• Problem statement:
For each line in the data below, write an exact copy.

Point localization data
/---
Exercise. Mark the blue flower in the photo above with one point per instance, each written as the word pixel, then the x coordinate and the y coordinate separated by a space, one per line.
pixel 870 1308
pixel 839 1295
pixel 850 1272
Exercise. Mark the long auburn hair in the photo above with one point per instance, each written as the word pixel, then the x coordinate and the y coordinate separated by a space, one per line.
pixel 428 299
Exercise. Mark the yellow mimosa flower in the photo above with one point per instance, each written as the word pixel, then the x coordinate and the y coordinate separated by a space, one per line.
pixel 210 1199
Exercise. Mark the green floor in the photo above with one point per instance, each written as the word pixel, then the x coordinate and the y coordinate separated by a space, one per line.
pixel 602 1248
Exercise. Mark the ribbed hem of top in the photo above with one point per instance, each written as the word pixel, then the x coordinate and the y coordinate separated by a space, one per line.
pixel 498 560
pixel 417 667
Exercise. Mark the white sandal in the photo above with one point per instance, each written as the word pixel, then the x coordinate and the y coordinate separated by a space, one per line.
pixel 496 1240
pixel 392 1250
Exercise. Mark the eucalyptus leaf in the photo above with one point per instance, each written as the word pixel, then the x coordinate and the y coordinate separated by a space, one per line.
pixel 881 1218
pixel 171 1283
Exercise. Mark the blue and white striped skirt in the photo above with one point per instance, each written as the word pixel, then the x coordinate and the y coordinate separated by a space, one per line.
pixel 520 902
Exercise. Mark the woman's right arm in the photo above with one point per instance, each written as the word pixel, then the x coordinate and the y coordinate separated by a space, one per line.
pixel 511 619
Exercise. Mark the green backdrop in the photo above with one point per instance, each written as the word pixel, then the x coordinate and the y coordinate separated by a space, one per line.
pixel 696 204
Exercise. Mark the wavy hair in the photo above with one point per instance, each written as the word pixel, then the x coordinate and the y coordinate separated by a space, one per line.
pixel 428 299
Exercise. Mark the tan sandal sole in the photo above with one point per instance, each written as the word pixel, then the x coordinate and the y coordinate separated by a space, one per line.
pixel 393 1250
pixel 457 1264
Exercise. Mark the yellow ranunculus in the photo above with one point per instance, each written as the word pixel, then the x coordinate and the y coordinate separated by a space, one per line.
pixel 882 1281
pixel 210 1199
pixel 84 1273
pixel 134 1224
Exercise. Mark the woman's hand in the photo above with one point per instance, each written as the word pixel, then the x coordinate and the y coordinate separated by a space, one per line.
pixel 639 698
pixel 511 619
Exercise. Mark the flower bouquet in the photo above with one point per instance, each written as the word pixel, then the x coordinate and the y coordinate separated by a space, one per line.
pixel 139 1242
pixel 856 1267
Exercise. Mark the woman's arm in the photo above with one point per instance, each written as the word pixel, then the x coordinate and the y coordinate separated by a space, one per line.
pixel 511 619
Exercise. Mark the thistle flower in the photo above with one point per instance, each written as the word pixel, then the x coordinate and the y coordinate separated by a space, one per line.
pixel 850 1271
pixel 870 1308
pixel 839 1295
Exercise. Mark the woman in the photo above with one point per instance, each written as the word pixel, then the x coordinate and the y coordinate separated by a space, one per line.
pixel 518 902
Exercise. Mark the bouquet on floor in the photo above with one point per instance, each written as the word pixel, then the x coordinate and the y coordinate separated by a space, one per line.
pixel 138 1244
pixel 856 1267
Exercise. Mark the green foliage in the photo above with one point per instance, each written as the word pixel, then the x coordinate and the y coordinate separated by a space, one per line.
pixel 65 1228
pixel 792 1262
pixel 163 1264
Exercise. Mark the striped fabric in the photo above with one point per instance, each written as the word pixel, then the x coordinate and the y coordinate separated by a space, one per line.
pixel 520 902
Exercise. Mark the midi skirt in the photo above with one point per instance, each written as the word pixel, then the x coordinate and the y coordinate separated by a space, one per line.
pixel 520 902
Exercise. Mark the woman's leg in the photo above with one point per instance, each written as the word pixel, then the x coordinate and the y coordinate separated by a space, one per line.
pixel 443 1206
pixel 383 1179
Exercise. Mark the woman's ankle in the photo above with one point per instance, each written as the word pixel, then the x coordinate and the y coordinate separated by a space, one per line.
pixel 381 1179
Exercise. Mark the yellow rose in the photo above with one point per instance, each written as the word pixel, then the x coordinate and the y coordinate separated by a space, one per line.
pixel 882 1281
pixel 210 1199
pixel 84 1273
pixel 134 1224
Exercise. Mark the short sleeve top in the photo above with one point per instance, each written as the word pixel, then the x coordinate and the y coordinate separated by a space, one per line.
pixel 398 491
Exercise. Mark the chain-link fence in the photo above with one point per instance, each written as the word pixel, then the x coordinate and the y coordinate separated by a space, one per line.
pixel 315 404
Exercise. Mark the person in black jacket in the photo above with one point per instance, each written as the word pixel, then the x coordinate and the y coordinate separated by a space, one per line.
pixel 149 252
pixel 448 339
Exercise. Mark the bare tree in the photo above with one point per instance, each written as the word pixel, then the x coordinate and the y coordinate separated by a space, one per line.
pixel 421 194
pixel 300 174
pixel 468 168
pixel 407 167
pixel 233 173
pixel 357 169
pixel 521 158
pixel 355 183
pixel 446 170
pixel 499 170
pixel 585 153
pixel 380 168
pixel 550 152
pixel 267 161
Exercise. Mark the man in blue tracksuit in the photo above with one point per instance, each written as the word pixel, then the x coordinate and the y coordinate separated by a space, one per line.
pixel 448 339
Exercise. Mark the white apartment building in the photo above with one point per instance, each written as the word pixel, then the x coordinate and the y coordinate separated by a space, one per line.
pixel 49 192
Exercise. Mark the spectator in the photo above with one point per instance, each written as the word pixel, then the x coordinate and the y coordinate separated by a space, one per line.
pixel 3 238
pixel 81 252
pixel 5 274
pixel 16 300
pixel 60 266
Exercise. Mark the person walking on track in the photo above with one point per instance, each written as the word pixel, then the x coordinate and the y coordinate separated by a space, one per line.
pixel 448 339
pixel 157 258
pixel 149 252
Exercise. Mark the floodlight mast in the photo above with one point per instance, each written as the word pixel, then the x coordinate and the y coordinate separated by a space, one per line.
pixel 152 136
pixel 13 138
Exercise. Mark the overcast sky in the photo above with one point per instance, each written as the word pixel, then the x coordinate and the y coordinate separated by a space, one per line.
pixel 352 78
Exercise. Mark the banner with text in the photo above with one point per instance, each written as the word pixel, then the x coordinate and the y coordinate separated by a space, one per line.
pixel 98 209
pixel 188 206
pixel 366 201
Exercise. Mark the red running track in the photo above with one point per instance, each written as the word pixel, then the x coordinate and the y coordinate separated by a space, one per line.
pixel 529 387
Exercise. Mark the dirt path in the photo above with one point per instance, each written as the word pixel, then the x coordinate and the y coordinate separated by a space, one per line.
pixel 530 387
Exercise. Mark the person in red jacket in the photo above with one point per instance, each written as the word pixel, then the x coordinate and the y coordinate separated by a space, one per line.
\---
• Written solution:
Exercise. Mark the blue flower in the photo above with one point per instance, each written as the word pixel, then the x coordinate and the y coordinate separated by a space, one per line.
pixel 870 1308
pixel 839 1295
pixel 850 1272
Exercise. Mark the long auburn hair in the photo above with one point per instance, each written as the word pixel, then the x coordinate and the y coordinate separated by a space, one per line.
pixel 428 299
Exercise. Mark the yellow mimosa flower in the photo above with one point per instance, each written as the word pixel, then the x coordinate and the y coordinate separated by a space, one per line.
pixel 210 1199
Exercise. Mark the green floor in the photo above with one point per instance, each written as the word pixel, then the x coordinate and the y coordinate separated by a space, one per line.
pixel 602 1248
Exercise. Mark the ribbed hem of top in the photo above with one point per instance, each written as the word pixel, then the x coordinate and the y coordinate separated by a space, one per line.
pixel 498 560
pixel 417 667
Exercise. Mark the white sandal in the photo above with one point per instance, each written as the word pixel, then the x coordinate and the y coordinate separated by a space, one per line.
pixel 496 1240
pixel 392 1250
Exercise. Mark the eucalyptus leaf in the photo above with one point per instance, each written as the word pixel, then the x coordinate and the y coordinate separated by a space, one per line.
pixel 881 1218
pixel 171 1283
Exercise. Mark the blue and white striped skirt in the photo above with one point per instance, each written as the word pixel, then the x coordinate and the y coordinate separated by a space, one per line.
pixel 520 902
Exercise. Mark the woman's right arm in the photo above with one point per instance, each written as the word pixel, then the x coordinate and the y coordinate separated by a space, one per line.
pixel 511 619
Exercise. Mark the green backdrop in the photo above with one point per instance, each written as the word pixel, then the x coordinate and the y coordinate separated by a space, one per line.
pixel 696 204
Exercise. Mark the wavy hair in the photo above with one point per instance, each written as the word pixel, then the x coordinate and the y coordinate separated by a space, one per line.
pixel 428 299
Exercise. Mark the tan sandal sole in the photo above with one point per instance, each written as the word pixel, then the x coordinate and the y coordinate separated by a space, one per line.
pixel 393 1250
pixel 457 1264
Exercise. Mark the yellow ranunculus in the photo above with one point per instance, each written as the word pixel, then the x coordinate and the y coordinate separated by a space, one per line.
pixel 882 1281
pixel 210 1199
pixel 84 1273
pixel 134 1224
Exercise. Mark the woman's hand in the photo above with one point per instance, each written as the word pixel, then the x coordinate and the y coordinate separated by a space, one per line.
pixel 639 698
pixel 511 619
Exercise. Mark the flower bouquet in the photo above with one point per instance, each written as the word pixel, then the x coordinate and the y coordinate separated by a space, one per line.
pixel 139 1242
pixel 856 1267
Exercise. Mark the woman's arm in the photo above with one point per instance, each written as the word pixel, then the x coordinate and the y coordinate separated by a space, one per line.
pixel 511 619
Exercise. Mark the thistle flower in the photo above with one point per instance, each written as the word pixel, then the x coordinate and the y coordinate separated by a space, one per line.
pixel 850 1271
pixel 870 1308
pixel 839 1295
Exercise. Mark the woman in the photo above with one point per instance, each written as the word pixel, then the x coordinate and the y coordinate separated by a space, one per line.
pixel 518 902
Exercise. Mark the bouquet on floor in the photo above with one point per instance, each written as the word pixel, then the x coordinate and the y coordinate separated by a space, one per line.
pixel 138 1244
pixel 856 1267
Exercise. Mark the green foliage in the photo above with one point per instance, each written as the word pixel, then the x coordinate and the y coordinate separated by a space, one per line.
pixel 65 1228
pixel 792 1262
pixel 163 1264
Exercise. Mark the striped fabric in the photo above with one point per instance, each written as the word pixel, then the x coordinate and the y coordinate separated by a space, one per line.
pixel 520 902
Exercise. Mark the midi skirt in the photo above with one point per instance, each written as the word pixel, then the x coordinate and the y coordinate separated by a space, one per line.
pixel 520 902
Exercise. Mark the woman's leg in the photo above with one point per instance, each written as the word pixel, then the x coordinate and the y coordinate separated by a space, one per line.
pixel 443 1206
pixel 383 1179
Exercise. Mark the woman's ankle in the photo above with one point per instance, each written as the word pixel, then the x coordinate and the y coordinate separated by a space, one per line.
pixel 381 1179
Exercise. Mark the yellow rose in the photo above with one point per instance, each written as the word pixel, then the x coordinate and the y coordinate separated by a space, one per line.
pixel 882 1281
pixel 210 1199
pixel 84 1273
pixel 134 1224
Exercise. Mark the short sleeve top in the photo above with one point per instance, each written as the word pixel, then the x coordinate and the y coordinate separated by a space, one per line.
pixel 398 491
Exercise. Mark the chain-link fence in the photo above with one point per instance, each written as the word pixel, then the x coordinate and the y coordinate separated by a space, one per line.
pixel 315 404
Exercise. Mark the person in black jacket in the photo above with one point per instance, each written as the word pixel, then the x coordinate and the y coordinate separated by a space, one per line.
pixel 149 252
pixel 448 339
Exercise. Mark the bare tree in the photo above with one point per instance, each written as the word pixel, then the x coordinate and the y coordinate separated by a space, one per line.
pixel 421 194
pixel 300 174
pixel 468 168
pixel 407 167
pixel 233 173
pixel 357 169
pixel 521 158
pixel 355 183
pixel 446 170
pixel 499 170
pixel 585 153
pixel 380 168
pixel 550 152
pixel 267 161
Exercise. Mark the man in blue tracksuit in the photo above with one point per instance, each written as the word pixel, then the x coordinate and the y coordinate separated by a space, one per line.
pixel 448 339
Exercise. Mark the white apartment building in the photo above with one point per instance, each written as the word pixel, then the x coordinate and the y coordinate separated by a space, one per line.
pixel 49 192
Exercise. Mark the spectator in the photo above with one point per instance, each written as the word pixel, then the x coordinate and the y coordinate separated by a space, one per line.
pixel 3 238
pixel 81 252
pixel 5 274
pixel 16 300
pixel 60 266
Exercise. Mark the person walking on track in the photo above with one point per instance, each written as the word pixel, then the x coordinate and the y coordinate separated by a space, one per line.
pixel 448 339
pixel 157 258
pixel 149 252
Exercise. Mark the floodlight mast in the photo above with one point per instance, each written as the word pixel, then the x coordinate and the y coordinate separated by a space, one per line.
pixel 152 136
pixel 13 138
Exercise. Mark the overcast sky in the photo above with one point per instance, each written as the word pixel, then the x coordinate and the y coordinate separated by a space, one per line.
pixel 352 78
Exercise. Mark the banner with text in the photo above with one point per instance, each written as the word pixel, then the x coordinate and the y coordinate separated by a space, one per line.
pixel 98 209
pixel 188 206
pixel 366 201
Exercise. Mark the red running track in the photo above with one point per instance, each written as the word pixel, then the x coordinate and the y coordinate separated by a space, one per line.
pixel 529 387
Exercise. Mark the dirt path in the photo above with one point per instance, each written as the word pixel, then the x coordinate and the y coordinate separated by a space, one per line.
pixel 530 387
Exercise. Mark the person in red jacket in the photo above with one point per instance, each written as the word pixel, then the x coordinate and the y coordinate separated by a space, one per line.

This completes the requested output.